**Exercise objective:**
Collect every line in the lines below that contains the string "seat", copying each one as it appears. Case counts.

>> BEGIN Available records

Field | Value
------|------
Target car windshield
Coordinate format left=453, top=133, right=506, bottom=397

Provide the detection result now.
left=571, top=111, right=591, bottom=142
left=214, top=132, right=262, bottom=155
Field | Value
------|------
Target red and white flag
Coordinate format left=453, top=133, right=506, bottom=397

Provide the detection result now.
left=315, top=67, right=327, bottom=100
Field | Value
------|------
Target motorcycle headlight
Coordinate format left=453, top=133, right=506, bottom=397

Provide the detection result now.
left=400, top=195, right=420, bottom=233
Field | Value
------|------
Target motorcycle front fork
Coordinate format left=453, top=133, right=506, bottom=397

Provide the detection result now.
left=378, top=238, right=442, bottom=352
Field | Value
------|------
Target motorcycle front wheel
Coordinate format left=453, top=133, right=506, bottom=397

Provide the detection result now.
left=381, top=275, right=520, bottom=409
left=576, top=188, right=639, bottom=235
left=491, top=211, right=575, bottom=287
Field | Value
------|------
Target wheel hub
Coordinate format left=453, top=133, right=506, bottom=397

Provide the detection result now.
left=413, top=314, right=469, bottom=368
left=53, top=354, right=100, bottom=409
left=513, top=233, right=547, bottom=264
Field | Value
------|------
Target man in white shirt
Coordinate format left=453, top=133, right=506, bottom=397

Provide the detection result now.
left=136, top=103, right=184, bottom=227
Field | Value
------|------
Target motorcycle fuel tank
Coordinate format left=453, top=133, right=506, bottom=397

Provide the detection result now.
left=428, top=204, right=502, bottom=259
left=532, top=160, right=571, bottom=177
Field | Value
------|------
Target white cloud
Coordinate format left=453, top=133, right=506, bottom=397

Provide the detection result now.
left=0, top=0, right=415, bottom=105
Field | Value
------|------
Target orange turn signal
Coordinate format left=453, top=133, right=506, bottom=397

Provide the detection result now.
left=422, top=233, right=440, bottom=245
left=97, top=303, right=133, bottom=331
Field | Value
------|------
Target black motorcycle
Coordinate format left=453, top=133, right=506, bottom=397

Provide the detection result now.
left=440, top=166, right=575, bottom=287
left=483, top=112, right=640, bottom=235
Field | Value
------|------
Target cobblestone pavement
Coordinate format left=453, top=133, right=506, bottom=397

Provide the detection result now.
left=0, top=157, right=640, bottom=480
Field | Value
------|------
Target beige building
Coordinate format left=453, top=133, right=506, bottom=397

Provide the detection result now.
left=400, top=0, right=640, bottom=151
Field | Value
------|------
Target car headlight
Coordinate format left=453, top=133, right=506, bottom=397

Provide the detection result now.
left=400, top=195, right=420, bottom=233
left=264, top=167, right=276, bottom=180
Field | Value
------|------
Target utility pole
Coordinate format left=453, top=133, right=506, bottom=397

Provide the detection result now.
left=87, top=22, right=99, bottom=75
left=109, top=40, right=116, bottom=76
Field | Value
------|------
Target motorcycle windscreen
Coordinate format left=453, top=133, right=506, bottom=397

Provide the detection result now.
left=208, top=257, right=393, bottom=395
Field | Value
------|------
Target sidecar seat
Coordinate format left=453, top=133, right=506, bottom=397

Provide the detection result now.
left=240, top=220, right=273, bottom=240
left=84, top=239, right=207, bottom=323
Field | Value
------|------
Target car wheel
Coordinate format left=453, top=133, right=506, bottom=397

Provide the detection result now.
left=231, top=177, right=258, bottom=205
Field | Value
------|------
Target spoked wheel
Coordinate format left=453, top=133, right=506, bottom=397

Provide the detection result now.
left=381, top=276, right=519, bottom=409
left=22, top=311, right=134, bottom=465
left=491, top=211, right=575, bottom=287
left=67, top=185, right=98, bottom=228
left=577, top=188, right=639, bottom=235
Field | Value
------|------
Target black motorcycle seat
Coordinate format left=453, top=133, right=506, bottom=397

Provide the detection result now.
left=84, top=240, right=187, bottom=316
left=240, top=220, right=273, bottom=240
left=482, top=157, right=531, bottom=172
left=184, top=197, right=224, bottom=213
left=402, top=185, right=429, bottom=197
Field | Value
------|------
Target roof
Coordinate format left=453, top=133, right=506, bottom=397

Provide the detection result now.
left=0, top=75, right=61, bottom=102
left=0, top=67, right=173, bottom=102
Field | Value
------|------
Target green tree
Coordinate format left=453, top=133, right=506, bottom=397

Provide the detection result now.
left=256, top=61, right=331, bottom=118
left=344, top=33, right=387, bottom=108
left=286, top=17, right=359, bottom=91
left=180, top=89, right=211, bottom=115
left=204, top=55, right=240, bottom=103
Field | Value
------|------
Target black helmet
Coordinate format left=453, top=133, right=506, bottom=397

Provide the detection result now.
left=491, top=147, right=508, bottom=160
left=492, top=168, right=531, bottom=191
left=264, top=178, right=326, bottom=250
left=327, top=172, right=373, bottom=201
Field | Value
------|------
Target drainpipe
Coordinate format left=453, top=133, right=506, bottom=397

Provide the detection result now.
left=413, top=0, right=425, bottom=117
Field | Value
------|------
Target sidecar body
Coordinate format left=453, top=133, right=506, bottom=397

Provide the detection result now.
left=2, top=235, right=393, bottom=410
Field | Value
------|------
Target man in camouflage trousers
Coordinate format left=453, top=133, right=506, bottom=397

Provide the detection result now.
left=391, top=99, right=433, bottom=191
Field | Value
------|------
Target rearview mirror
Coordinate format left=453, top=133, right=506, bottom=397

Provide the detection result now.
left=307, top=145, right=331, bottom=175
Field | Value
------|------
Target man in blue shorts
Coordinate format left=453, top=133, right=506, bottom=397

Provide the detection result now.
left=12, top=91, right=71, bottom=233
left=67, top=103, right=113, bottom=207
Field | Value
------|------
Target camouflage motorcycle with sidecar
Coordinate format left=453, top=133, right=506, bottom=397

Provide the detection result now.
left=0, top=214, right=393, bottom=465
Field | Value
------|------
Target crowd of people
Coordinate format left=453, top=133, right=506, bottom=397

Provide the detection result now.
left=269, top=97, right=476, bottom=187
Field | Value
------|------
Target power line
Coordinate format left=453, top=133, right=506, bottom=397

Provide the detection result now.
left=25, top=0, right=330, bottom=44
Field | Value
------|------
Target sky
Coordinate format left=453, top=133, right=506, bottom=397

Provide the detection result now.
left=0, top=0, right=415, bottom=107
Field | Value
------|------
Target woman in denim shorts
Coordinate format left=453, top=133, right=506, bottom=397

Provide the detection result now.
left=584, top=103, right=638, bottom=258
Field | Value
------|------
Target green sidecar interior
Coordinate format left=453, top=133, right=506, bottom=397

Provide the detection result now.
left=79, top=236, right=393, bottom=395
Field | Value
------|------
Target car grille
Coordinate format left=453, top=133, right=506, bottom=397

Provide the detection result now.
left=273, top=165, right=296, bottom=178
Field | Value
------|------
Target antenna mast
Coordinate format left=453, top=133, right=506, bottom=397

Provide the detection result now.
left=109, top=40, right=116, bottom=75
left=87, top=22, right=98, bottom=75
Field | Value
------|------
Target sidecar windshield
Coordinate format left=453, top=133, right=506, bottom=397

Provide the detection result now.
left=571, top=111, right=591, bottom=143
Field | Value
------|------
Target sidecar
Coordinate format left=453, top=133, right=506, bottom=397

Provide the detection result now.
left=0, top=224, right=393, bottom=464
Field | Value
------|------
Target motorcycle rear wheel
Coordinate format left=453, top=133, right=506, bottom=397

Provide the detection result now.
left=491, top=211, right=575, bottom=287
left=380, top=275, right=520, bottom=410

>> END Available records

**Reply:**
Target sidecar seat
Target black motorcycle seat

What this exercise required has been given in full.